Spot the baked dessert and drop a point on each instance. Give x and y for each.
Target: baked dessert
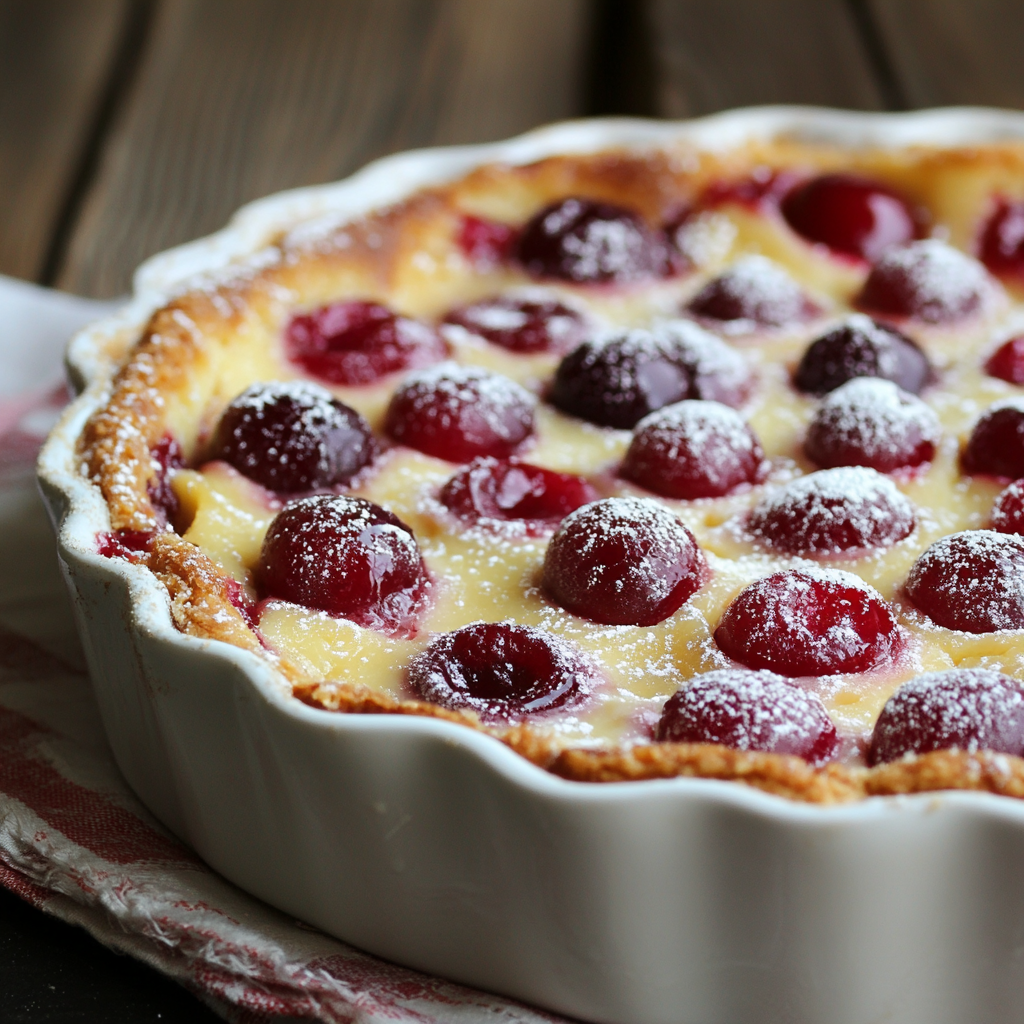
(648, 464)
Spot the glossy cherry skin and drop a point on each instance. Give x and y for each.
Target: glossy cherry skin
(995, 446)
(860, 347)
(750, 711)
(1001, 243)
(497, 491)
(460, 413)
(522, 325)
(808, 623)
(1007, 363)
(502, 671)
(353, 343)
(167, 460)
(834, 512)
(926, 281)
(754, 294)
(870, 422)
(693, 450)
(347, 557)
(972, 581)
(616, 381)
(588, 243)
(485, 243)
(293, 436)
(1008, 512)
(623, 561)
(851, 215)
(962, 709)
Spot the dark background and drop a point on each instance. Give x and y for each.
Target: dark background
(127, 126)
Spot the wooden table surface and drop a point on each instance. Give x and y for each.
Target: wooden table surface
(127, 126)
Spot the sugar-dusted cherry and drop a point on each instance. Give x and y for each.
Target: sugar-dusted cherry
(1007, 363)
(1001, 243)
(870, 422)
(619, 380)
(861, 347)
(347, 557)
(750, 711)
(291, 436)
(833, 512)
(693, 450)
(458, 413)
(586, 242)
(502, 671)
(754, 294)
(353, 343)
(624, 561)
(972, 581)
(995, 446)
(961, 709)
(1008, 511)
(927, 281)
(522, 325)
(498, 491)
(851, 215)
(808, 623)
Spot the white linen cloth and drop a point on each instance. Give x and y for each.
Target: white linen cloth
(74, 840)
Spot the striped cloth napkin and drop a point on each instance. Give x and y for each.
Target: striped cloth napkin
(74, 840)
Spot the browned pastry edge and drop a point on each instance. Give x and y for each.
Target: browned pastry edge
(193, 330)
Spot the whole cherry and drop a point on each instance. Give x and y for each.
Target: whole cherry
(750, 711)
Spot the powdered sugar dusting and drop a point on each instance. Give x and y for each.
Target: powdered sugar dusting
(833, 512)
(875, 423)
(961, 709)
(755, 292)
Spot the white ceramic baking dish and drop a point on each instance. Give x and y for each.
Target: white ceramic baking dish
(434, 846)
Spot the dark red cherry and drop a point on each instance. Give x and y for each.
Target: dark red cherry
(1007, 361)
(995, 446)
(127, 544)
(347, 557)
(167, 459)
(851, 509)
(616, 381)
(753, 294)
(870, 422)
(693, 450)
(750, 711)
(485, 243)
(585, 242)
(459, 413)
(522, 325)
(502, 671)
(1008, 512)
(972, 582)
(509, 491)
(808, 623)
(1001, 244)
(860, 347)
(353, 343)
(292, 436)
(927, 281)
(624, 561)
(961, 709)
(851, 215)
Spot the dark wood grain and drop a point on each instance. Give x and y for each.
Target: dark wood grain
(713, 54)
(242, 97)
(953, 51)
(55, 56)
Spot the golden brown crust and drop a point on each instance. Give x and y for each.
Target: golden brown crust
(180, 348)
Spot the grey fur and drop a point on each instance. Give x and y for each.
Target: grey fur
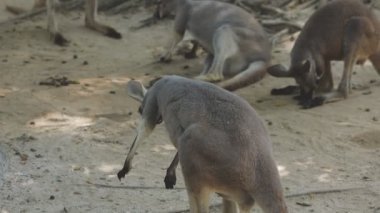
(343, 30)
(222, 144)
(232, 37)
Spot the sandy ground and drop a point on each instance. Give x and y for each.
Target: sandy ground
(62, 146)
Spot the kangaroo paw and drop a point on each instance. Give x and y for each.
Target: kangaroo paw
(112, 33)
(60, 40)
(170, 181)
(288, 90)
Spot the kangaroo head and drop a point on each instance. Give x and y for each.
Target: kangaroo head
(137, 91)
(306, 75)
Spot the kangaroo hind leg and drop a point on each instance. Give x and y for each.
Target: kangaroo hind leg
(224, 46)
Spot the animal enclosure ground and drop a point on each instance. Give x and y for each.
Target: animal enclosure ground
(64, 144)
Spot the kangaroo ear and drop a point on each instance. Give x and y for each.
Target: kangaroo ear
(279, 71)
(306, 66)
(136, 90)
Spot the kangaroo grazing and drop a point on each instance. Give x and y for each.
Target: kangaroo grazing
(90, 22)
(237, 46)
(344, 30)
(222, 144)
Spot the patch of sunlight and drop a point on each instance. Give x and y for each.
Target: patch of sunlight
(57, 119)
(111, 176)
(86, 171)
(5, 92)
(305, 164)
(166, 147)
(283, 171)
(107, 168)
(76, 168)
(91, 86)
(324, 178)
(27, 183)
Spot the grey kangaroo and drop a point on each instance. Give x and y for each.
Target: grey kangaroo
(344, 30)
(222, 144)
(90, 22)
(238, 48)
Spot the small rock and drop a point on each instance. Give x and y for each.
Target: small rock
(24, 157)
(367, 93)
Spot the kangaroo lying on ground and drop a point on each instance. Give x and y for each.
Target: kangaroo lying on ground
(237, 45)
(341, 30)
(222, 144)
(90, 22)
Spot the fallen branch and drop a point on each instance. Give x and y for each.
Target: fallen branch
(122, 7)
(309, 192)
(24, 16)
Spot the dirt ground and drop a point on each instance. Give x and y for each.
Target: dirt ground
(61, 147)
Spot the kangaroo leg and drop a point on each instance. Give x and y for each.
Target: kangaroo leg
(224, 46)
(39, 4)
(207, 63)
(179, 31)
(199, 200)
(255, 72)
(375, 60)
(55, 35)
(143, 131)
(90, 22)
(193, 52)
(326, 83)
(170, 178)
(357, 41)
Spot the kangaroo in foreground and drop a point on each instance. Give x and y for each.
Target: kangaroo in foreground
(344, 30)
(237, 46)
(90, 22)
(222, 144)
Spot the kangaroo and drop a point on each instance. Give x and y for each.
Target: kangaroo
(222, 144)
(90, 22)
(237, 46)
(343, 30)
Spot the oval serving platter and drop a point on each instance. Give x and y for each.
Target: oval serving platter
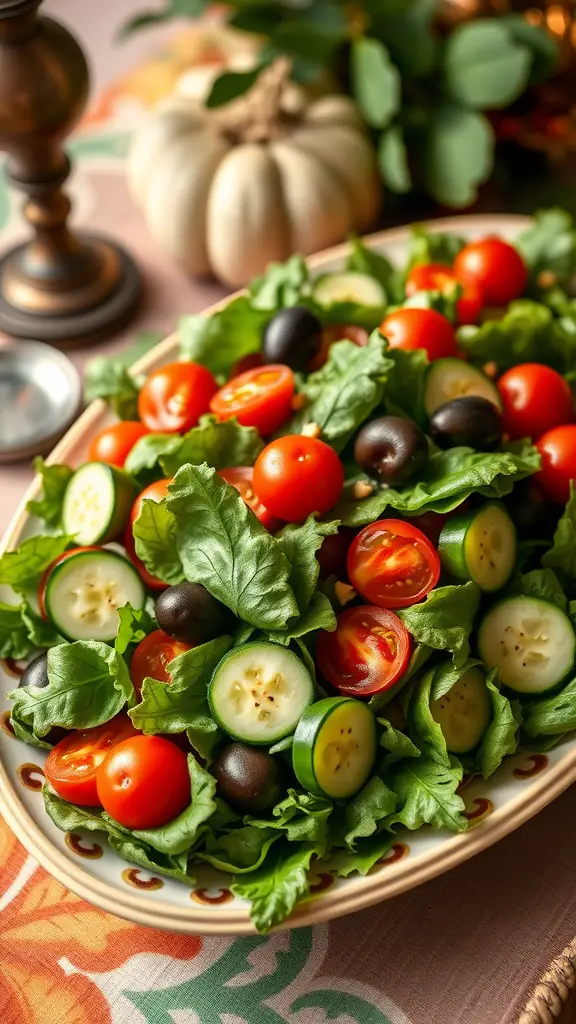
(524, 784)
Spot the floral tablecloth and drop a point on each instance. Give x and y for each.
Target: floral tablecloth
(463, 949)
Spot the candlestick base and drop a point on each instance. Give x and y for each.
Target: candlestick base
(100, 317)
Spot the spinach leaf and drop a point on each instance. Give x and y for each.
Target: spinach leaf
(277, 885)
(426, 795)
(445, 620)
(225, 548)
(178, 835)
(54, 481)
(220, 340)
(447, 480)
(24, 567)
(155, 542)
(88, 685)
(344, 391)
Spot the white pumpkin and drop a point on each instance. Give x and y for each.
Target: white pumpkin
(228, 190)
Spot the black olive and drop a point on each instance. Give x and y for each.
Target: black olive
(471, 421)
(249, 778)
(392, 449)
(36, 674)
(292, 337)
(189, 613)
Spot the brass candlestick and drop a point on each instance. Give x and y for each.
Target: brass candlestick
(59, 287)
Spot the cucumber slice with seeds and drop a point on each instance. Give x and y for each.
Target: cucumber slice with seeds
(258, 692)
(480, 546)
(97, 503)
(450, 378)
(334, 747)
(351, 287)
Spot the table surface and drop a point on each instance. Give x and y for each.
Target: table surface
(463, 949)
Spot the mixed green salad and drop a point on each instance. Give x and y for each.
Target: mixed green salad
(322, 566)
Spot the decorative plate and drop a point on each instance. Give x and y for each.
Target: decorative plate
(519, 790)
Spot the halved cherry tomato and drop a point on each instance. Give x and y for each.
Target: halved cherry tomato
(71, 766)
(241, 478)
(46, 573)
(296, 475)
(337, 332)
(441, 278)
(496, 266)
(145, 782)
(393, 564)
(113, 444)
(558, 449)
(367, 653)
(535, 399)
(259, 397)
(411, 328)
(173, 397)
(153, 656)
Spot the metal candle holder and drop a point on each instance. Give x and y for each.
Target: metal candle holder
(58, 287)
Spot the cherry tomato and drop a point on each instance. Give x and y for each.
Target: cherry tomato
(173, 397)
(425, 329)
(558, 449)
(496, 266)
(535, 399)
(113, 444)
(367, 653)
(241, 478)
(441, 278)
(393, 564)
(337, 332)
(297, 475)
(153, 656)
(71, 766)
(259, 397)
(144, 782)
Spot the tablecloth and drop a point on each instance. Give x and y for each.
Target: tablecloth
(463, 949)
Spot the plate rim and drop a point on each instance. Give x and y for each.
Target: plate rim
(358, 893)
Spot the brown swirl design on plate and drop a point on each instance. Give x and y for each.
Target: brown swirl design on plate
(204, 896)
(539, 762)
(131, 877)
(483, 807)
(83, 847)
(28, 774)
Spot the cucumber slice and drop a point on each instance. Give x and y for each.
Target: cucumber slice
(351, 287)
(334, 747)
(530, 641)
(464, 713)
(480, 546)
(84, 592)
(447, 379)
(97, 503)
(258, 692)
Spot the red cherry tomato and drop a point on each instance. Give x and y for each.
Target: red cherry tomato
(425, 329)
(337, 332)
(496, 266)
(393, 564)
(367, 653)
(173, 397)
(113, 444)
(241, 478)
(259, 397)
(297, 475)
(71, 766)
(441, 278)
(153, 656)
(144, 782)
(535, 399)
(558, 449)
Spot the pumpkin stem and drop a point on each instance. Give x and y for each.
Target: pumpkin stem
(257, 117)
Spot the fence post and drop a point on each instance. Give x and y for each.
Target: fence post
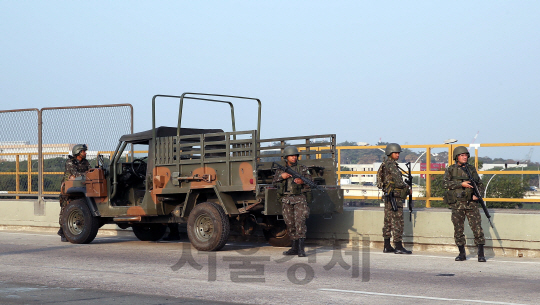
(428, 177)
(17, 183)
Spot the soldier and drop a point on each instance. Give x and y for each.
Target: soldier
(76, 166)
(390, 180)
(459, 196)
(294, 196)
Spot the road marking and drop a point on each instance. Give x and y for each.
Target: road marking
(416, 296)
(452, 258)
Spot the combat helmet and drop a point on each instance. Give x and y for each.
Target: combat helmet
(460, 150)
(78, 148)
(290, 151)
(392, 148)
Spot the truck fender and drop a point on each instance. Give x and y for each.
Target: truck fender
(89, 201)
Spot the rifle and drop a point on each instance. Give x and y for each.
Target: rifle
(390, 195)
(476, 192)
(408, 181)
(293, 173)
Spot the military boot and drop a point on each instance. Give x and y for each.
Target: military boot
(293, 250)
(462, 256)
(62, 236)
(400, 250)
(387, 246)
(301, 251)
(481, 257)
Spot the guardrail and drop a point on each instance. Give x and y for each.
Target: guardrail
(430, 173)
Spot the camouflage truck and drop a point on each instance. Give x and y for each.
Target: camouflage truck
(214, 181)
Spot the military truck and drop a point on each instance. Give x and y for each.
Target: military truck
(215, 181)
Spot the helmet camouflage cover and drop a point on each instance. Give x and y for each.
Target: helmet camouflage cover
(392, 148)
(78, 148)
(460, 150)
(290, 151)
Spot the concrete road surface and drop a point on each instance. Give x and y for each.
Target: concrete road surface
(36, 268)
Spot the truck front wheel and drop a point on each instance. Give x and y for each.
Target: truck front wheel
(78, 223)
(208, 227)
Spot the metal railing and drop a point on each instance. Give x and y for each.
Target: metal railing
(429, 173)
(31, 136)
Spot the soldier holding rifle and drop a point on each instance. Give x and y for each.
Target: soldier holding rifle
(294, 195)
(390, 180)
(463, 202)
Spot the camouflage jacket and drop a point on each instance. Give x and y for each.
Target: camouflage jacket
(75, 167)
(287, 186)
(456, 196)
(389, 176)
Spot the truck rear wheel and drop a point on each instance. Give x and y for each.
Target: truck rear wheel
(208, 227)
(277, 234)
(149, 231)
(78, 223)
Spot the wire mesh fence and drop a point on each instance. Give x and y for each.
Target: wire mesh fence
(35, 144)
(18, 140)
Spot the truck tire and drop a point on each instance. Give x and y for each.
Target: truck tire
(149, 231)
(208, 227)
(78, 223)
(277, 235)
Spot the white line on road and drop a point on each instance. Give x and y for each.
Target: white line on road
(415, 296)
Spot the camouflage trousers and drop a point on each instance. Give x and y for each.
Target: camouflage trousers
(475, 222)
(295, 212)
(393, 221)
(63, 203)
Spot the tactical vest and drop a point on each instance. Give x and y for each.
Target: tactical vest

══════════════════════════════

**What the task asks**
Write out again, exactly, only the lines from the beginning of the material above to the line that holds "Spot the white linen", both ends included, and no pictures.

**Output below**
Spot the baked dessert and drop a point on each instance. Give x and y for each.
Target: baked dessert
(648, 464)
Spot the glossy cherry skin and drop a point on each instance. Give x and y for each.
Target: glossy cherry skin
(995, 446)
(860, 347)
(750, 711)
(1001, 243)
(497, 491)
(460, 413)
(522, 325)
(808, 623)
(1007, 363)
(502, 671)
(353, 343)
(167, 460)
(834, 512)
(926, 281)
(754, 294)
(870, 422)
(693, 450)
(347, 557)
(972, 581)
(616, 381)
(588, 243)
(485, 243)
(293, 436)
(1008, 512)
(623, 561)
(851, 215)
(962, 709)
Spot the dark background and drop a point on each instance. Give x and y for each.
Target: dark background
(127, 126)
Spot the wooden table surface and drop a point on each instance. Give x and y for each.
Target: wooden table surface
(127, 126)
Spot the sugar-dusted cherry and drop a point on each instance. Give x and y for each.
Target: sugar-dusted cherry
(1007, 363)
(1001, 243)
(870, 422)
(619, 380)
(861, 347)
(347, 557)
(750, 711)
(291, 436)
(833, 512)
(693, 450)
(458, 413)
(586, 242)
(502, 671)
(754, 294)
(353, 343)
(624, 561)
(972, 581)
(995, 446)
(961, 709)
(1008, 511)
(927, 281)
(522, 325)
(498, 491)
(851, 215)
(808, 623)
Spot the white linen cloth and drop a point on each instance. Give x and y for each.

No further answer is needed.